• _Directive_
Which lines in the records below contain the string "skyline"? Find each one and copy it in full.

• _Exercise data_
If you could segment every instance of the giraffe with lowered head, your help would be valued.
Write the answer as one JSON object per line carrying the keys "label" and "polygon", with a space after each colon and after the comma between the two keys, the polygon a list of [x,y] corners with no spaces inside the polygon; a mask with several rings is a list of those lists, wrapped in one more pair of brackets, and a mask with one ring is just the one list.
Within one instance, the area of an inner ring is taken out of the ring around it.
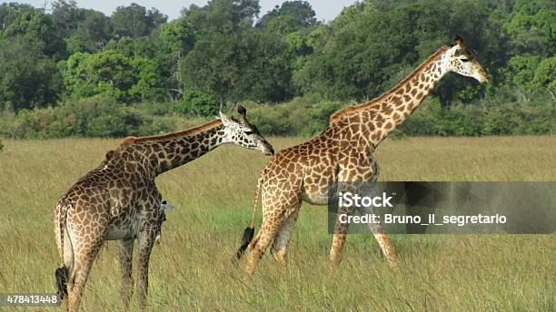
{"label": "giraffe with lowered head", "polygon": [[131,137],[65,191],[55,210],[55,240],[61,266],[55,271],[58,294],[77,311],[93,262],[105,240],[117,240],[125,310],[132,295],[132,254],[138,239],[138,299],[144,307],[149,258],[160,233],[162,197],[156,176],[182,166],[224,143],[273,154],[271,144],[246,119],[226,116],[169,134]]}
{"label": "giraffe with lowered head", "polygon": [[[376,180],[379,167],[374,150],[419,106],[449,72],[488,82],[487,74],[474,55],[456,37],[456,44],[436,51],[389,92],[366,103],[333,113],[323,132],[304,143],[280,151],[263,169],[255,191],[253,218],[245,229],[237,257],[248,251],[246,273],[251,276],[269,245],[282,265],[292,227],[303,201],[328,203],[329,186],[337,181]],[[254,217],[259,192],[263,204],[263,224],[254,239]],[[330,261],[338,264],[345,244],[348,223],[336,220]],[[380,225],[372,228],[382,253],[395,265],[393,246]]]}

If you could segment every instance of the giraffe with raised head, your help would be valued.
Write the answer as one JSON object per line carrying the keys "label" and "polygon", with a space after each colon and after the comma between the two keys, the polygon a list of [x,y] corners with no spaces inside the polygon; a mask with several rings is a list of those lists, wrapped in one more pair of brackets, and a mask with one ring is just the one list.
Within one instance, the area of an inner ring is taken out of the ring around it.
{"label": "giraffe with raised head", "polygon": [[[247,249],[246,274],[251,276],[266,249],[282,265],[287,263],[292,227],[303,201],[328,203],[329,186],[337,181],[376,180],[379,167],[372,153],[392,132],[419,106],[434,85],[449,72],[488,82],[487,74],[474,55],[456,37],[456,44],[432,54],[389,92],[366,103],[333,113],[323,132],[304,143],[277,152],[263,169],[255,191],[251,222],[237,251]],[[259,192],[263,204],[263,224],[254,239],[254,217]],[[340,262],[348,224],[336,221],[330,262]],[[380,225],[372,233],[386,259],[395,266],[395,253]]]}
{"label": "giraffe with raised head", "polygon": [[271,144],[246,119],[220,118],[174,133],[131,137],[82,177],[58,200],[55,240],[61,266],[55,271],[60,297],[77,311],[91,266],[105,240],[117,240],[122,297],[127,309],[133,289],[132,254],[138,239],[138,299],[145,305],[149,258],[160,234],[161,195],[154,182],[163,172],[182,166],[224,143],[273,154]]}

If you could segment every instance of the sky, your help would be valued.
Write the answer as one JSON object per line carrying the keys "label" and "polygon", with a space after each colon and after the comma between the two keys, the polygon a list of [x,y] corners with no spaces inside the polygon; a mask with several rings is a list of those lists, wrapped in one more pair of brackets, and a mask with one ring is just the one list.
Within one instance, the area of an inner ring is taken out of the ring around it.
{"label": "sky", "polygon": [[[8,2],[18,2],[33,5],[38,7],[50,8],[52,0],[10,0]],[[168,15],[170,20],[173,20],[180,15],[180,11],[184,7],[189,7],[190,5],[197,5],[203,6],[206,5],[207,0],[134,0],[134,1],[119,1],[119,0],[76,0],[77,6],[87,9],[94,9],[104,13],[106,15],[112,15],[114,10],[120,5],[129,5],[132,3],[136,3],[140,5],[150,9],[151,7],[157,8],[163,14]],[[274,5],[280,5],[283,0],[259,0],[261,5],[261,16],[266,12],[272,10]],[[342,9],[345,6],[355,3],[355,0],[308,0],[316,13],[316,17],[320,21],[331,21],[336,17]],[[0,1],[4,3],[4,1]]]}

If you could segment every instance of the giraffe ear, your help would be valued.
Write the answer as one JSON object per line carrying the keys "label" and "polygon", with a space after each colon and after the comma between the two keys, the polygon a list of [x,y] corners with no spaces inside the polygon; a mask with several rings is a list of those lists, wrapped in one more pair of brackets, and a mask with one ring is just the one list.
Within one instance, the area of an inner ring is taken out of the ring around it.
{"label": "giraffe ear", "polygon": [[233,121],[232,121],[232,119],[226,115],[224,115],[223,112],[220,112],[220,120],[222,121],[222,123],[223,123],[224,127],[229,127],[232,124],[233,124]]}
{"label": "giraffe ear", "polygon": [[459,45],[462,48],[465,46],[465,44],[463,44],[463,38],[462,38],[461,36],[456,35],[453,40],[455,41],[456,45]]}
{"label": "giraffe ear", "polygon": [[160,210],[162,212],[167,212],[174,210],[174,209],[175,207],[167,203],[166,200],[163,201],[162,205],[160,205]]}

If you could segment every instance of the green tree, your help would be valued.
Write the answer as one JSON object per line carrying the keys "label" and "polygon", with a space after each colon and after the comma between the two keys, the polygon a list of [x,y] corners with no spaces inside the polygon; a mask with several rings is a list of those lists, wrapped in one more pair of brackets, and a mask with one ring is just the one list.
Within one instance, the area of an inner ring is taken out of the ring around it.
{"label": "green tree", "polygon": [[15,111],[55,103],[63,90],[55,63],[25,37],[0,40],[0,106]]}
{"label": "green tree", "polygon": [[110,18],[102,12],[86,10],[73,34],[66,39],[67,49],[76,52],[94,53],[102,50],[112,36]]}
{"label": "green tree", "polygon": [[68,93],[76,98],[101,95],[137,102],[155,99],[161,92],[152,60],[129,58],[114,50],[73,54],[65,64],[64,78]]}
{"label": "green tree", "polygon": [[29,9],[25,5],[3,6],[4,24],[0,30],[0,40],[22,36],[35,41],[41,45],[44,54],[59,60],[65,56],[65,44],[49,15],[38,9]]}
{"label": "green tree", "polygon": [[144,6],[131,4],[129,6],[118,6],[111,20],[115,34],[135,38],[150,34],[166,19],[156,9],[147,11]]}

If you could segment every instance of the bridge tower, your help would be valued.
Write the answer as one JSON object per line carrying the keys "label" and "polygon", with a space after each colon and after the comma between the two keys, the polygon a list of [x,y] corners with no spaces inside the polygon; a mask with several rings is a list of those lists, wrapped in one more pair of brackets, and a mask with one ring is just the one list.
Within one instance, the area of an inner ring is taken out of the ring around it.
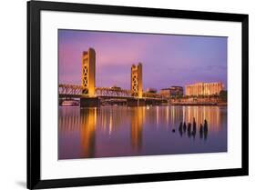
{"label": "bridge tower", "polygon": [[93,48],[83,52],[82,86],[87,88],[83,91],[83,94],[90,97],[95,95],[95,63],[96,53]]}
{"label": "bridge tower", "polygon": [[130,71],[130,90],[136,97],[142,98],[142,64],[132,65]]}

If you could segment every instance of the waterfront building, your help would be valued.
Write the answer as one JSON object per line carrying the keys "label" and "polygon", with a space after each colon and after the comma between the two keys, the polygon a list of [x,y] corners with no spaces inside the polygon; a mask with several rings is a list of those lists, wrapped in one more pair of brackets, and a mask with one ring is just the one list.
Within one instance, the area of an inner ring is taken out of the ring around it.
{"label": "waterfront building", "polygon": [[142,64],[132,65],[130,69],[130,90],[134,96],[142,98]]}
{"label": "waterfront building", "polygon": [[160,90],[160,95],[165,97],[176,97],[183,95],[183,87],[173,85],[169,88],[163,88]]}
{"label": "waterfront building", "polygon": [[82,86],[86,88],[83,94],[88,96],[95,95],[95,64],[96,53],[93,48],[83,52],[82,56]]}
{"label": "waterfront building", "polygon": [[218,83],[196,83],[186,85],[186,95],[219,95],[224,85]]}

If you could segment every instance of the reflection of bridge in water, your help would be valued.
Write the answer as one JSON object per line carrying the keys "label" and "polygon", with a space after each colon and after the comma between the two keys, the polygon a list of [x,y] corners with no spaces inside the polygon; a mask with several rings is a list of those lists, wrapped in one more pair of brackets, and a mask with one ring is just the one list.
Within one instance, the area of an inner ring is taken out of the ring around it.
{"label": "reflection of bridge in water", "polygon": [[60,84],[58,95],[60,104],[65,99],[79,98],[80,106],[96,107],[102,104],[127,105],[129,106],[160,105],[167,102],[160,95],[146,93],[142,89],[142,65],[132,65],[130,90],[120,87],[96,87],[96,53],[89,48],[83,53],[82,85]]}
{"label": "reflection of bridge in water", "polygon": [[[102,138],[115,138],[126,131],[123,133],[123,141],[127,141],[129,145],[128,148],[133,153],[138,153],[143,149],[147,131],[165,131],[164,133],[172,134],[172,130],[176,129],[175,135],[179,136],[180,122],[192,124],[193,118],[197,123],[197,139],[200,138],[200,125],[203,124],[204,119],[208,121],[208,133],[218,134],[226,125],[227,115],[224,110],[218,106],[104,106],[100,109],[61,107],[59,133],[64,136],[65,134],[68,136],[74,135],[75,139],[77,139],[78,135],[82,157],[94,157],[97,155],[97,145],[100,144]],[[182,138],[186,136],[189,137],[187,132]],[[111,153],[108,148],[112,146],[104,147],[107,148],[104,154],[108,154],[108,151]]]}

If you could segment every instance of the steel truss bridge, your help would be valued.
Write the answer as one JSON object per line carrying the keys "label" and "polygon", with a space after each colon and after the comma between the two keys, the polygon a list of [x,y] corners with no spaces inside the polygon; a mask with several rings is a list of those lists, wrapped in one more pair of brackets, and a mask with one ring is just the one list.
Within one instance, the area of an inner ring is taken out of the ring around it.
{"label": "steel truss bridge", "polygon": [[[80,98],[87,96],[83,92],[87,91],[86,87],[77,85],[60,84],[58,85],[58,95],[61,98]],[[96,87],[95,95],[97,97],[109,98],[136,98],[130,90],[121,89],[118,87]],[[162,99],[160,95],[153,93],[143,93],[143,98]]]}

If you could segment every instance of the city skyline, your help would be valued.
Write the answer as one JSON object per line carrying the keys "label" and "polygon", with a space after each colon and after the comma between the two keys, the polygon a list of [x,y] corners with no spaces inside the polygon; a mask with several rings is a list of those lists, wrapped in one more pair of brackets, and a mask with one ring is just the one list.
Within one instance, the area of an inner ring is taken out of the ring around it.
{"label": "city skyline", "polygon": [[60,84],[81,84],[82,54],[92,47],[96,86],[129,89],[130,66],[140,62],[143,90],[198,82],[227,89],[226,37],[58,30],[58,43]]}

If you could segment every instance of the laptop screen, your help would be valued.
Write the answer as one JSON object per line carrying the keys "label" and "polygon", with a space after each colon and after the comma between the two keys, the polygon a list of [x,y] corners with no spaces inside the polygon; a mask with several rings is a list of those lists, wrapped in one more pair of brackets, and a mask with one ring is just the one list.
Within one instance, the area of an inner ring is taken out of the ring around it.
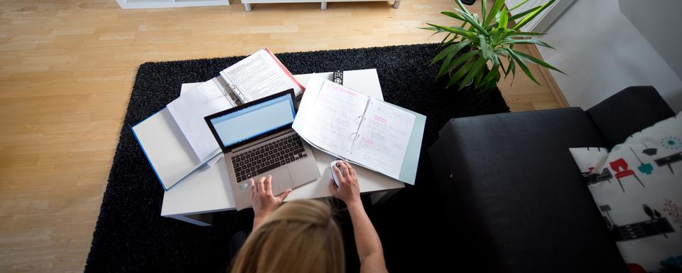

• _Written reply_
If you could segment every instance of the city skyline, your help would be valued.
{"label": "city skyline", "polygon": [[60,84],[81,84],[82,54],[92,47],[96,86],[129,89],[130,66],[140,62],[143,90],[198,82],[227,89],[226,37],[58,30],[58,43]]}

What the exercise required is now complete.